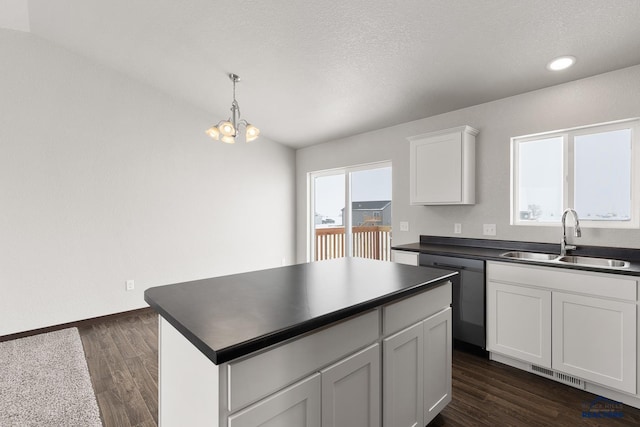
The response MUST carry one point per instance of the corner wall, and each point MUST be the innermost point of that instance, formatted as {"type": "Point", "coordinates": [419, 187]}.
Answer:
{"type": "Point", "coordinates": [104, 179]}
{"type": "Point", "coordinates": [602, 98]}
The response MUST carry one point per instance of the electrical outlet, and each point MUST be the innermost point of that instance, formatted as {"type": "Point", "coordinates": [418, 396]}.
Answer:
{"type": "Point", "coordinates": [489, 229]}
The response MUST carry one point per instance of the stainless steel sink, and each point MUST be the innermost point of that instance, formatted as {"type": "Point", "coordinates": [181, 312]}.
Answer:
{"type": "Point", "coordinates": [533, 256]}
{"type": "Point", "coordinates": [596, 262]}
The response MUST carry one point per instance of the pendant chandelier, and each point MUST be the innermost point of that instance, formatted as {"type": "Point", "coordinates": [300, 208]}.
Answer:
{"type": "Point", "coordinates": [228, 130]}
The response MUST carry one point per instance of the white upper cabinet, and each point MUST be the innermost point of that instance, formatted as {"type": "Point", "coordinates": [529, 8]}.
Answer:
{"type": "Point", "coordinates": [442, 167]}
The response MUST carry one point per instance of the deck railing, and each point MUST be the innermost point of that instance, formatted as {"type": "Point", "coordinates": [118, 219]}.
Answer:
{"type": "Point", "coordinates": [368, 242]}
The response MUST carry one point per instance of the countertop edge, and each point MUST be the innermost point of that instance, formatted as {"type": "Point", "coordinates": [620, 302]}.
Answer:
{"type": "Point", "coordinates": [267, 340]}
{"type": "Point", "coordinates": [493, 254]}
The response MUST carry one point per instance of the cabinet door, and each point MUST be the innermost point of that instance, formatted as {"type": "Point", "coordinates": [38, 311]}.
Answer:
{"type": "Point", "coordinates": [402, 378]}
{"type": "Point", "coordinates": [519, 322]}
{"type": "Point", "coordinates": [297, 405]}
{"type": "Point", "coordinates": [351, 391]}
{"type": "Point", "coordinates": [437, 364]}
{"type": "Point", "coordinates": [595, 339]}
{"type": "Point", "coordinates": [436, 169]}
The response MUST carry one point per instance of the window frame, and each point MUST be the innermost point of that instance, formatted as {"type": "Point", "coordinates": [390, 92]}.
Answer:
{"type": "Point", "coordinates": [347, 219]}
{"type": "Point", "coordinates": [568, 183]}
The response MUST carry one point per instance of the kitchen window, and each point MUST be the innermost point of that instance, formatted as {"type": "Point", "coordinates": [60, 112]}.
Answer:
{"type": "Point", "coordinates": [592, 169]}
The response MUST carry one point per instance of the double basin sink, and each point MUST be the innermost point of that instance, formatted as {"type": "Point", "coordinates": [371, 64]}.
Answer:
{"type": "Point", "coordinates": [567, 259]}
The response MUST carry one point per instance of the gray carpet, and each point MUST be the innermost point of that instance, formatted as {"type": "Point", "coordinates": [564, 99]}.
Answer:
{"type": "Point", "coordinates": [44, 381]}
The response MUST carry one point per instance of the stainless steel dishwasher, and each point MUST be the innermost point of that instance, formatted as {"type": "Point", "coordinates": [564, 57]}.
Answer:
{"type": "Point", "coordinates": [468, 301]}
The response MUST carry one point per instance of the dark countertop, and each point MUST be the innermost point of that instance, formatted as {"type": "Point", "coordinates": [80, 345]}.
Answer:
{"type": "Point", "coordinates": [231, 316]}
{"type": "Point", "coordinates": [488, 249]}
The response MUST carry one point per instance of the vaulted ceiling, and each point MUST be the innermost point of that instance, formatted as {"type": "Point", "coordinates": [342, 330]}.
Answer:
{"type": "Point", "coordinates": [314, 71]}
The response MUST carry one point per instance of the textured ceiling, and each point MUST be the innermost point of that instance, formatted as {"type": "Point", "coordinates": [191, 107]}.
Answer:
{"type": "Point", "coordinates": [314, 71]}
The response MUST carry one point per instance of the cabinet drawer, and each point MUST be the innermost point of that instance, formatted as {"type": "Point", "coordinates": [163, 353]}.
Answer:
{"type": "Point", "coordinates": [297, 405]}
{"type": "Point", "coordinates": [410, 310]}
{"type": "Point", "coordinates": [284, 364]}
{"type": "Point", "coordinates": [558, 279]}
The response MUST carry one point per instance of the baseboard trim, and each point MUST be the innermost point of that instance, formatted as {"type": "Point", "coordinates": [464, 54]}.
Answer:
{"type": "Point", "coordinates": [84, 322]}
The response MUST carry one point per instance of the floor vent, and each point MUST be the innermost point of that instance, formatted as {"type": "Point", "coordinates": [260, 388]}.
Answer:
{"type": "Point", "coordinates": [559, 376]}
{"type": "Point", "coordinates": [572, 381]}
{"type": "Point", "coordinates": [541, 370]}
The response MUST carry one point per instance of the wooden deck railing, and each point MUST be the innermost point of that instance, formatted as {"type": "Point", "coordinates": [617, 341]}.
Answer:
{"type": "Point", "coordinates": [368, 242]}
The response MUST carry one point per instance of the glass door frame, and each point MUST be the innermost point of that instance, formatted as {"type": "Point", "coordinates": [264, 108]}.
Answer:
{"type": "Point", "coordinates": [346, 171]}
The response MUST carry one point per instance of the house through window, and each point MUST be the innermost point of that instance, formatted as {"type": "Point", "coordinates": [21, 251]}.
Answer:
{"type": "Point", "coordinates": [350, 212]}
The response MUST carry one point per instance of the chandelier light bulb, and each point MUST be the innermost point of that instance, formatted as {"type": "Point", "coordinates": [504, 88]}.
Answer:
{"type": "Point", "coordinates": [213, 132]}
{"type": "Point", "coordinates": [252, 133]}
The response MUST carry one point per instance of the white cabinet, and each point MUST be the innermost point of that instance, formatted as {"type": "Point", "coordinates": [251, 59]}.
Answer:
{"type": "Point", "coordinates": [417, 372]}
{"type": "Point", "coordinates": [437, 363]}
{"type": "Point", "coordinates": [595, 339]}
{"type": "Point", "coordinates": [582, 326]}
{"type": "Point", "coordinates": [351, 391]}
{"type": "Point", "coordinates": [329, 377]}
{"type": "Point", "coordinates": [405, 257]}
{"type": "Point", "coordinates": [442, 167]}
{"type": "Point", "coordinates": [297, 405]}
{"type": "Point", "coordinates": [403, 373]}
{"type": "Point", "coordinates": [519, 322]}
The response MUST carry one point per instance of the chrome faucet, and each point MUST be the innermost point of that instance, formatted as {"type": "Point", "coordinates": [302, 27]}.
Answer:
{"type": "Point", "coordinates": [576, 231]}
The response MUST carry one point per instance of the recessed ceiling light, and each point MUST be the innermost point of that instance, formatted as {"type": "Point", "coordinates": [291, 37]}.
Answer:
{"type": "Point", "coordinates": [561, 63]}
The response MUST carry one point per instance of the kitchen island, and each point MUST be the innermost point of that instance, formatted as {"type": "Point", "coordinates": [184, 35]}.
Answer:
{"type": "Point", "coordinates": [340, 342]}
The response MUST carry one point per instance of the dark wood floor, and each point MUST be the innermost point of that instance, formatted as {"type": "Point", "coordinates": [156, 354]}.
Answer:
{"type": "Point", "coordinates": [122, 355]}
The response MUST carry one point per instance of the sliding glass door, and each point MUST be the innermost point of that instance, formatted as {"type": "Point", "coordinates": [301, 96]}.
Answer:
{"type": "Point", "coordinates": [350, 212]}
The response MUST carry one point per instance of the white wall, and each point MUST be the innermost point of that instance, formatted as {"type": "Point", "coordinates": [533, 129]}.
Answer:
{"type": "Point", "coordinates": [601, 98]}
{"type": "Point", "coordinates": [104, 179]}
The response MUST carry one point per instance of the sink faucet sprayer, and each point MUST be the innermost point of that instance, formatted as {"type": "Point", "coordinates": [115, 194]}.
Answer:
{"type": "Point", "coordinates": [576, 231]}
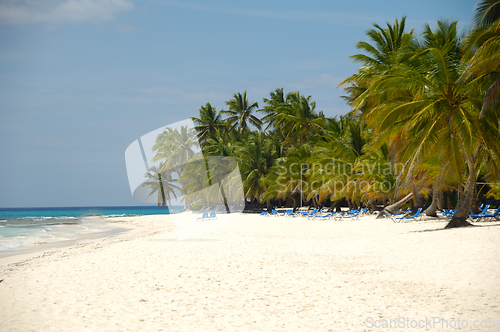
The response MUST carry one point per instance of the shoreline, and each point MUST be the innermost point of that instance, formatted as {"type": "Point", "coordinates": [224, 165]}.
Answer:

----

■ Exercise requirements: Starting at the line with "kitchen island, and", output each line through the final one of the listing above, and nothing else. Pictures are to be left out.

■ Problem solution:
The response MUST carry one point per instance of the kitchen island, and each point MUST be the innermost point of that instance, formatted as {"type": "Point", "coordinates": [184, 35]}.
Answer:
{"type": "Point", "coordinates": [340, 342]}
The response MUST carry one point per instance of the dark wood floor, and each point MUST be the innermost point of that instance, formatted as {"type": "Point", "coordinates": [156, 354]}.
Answer:
{"type": "Point", "coordinates": [122, 355]}
The response MUST carry one point per instance of the sliding glass door, and each point MUST be the innermost point of that instance, formatted as {"type": "Point", "coordinates": [301, 96]}.
Answer:
{"type": "Point", "coordinates": [350, 212]}
The response MUST carry one point per instance of the white wall, and each point MUST be the innermost point of that instance, formatted as {"type": "Point", "coordinates": [533, 129]}.
Answer:
{"type": "Point", "coordinates": [601, 98]}
{"type": "Point", "coordinates": [104, 179]}
The response MUST carry one point per instance of the sink faucet sprayer, and each point MUST be the innermost point of that instance, formatted as {"type": "Point", "coordinates": [115, 194]}.
Answer:
{"type": "Point", "coordinates": [576, 231]}
The response MUST carry one point per instance of the shoreline, and each point MUST be the innermost point of that instance, formatted as {"type": "Point", "coordinates": [224, 165]}.
Answer:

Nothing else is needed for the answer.